#### [WHAT YOU WILL DO]
A word-for-word copy of the records below is needed, without the images.

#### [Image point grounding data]
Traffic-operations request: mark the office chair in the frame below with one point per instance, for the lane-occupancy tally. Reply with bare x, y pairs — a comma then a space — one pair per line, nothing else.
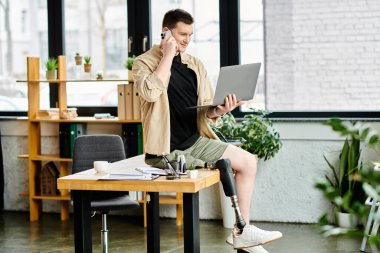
90, 148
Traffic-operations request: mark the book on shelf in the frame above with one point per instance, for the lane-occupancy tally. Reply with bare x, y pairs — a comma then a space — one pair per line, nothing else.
67, 134
121, 102
136, 104
128, 107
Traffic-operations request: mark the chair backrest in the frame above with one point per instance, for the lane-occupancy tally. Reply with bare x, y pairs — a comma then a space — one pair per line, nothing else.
90, 148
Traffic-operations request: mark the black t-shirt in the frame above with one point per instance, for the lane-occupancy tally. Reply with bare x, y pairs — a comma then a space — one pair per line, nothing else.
182, 93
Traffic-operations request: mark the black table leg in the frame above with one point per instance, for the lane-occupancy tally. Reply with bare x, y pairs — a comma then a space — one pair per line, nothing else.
191, 222
153, 226
82, 223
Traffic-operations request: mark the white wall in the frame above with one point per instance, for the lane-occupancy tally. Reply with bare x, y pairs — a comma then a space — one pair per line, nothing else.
284, 186
322, 54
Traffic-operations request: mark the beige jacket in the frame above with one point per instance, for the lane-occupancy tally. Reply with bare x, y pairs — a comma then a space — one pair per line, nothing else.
155, 104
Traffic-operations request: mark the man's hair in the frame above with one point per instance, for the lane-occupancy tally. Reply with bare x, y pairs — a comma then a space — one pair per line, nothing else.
172, 17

#### [REPLY]
Traffic-operations request: mark the office chair in the frame below with one point per instance, for the lane-occupancy tally. Reply with bare x, y pairs — a comma then a space — one pair per line, nothing else.
90, 148
Traffic-operations request: mark the book on shelf in the frame above with one point per instance, for the lane-occupancy tally. Reply with bare x, y pairs — a comma then a space — one pair per line, nothing else.
67, 134
121, 102
136, 104
128, 107
Traffic-operations request: mark the chair backrest in the frame above with one point per instance, for the lane-occupancy tally. Reply with bare x, y pairs — a comma then a space — one pair per line, nothing else.
90, 148
Traffic-operations request: mark the black t-shirt in the frame above with one point per instance, for the lane-occupancy tally. Reply with bare x, y pairs — a comma then a space — one pair per line, nothing else.
182, 93
Traffic-operations request: mark the black table leg in the frame above with one point per instance, for the lane-occupancy tally. Reply with bare x, y pairs — a comma then a space — one pair per line, nothing else.
191, 222
153, 226
82, 223
Traffic-operations request: mark the white wall in the frame above with one point per instance, for the lane-occupancy tally. Reply with bare x, y pairs — a comma then a space — one pair per line, nothing else.
284, 186
322, 54
Traffic-operations request: mark the beige jacket in the frame above with one point per instance, for the lane-occupancy tally. Reply with bare x, y pairs — a comma then a space — one pair per line, nothing else.
155, 104
Traffic-operations request: mark the man's hair in the frame above with one point per instance, for the lane-occupancy tally. Reply with bare x, y pairs — a comma then a space — one pair per line, nothing else.
172, 17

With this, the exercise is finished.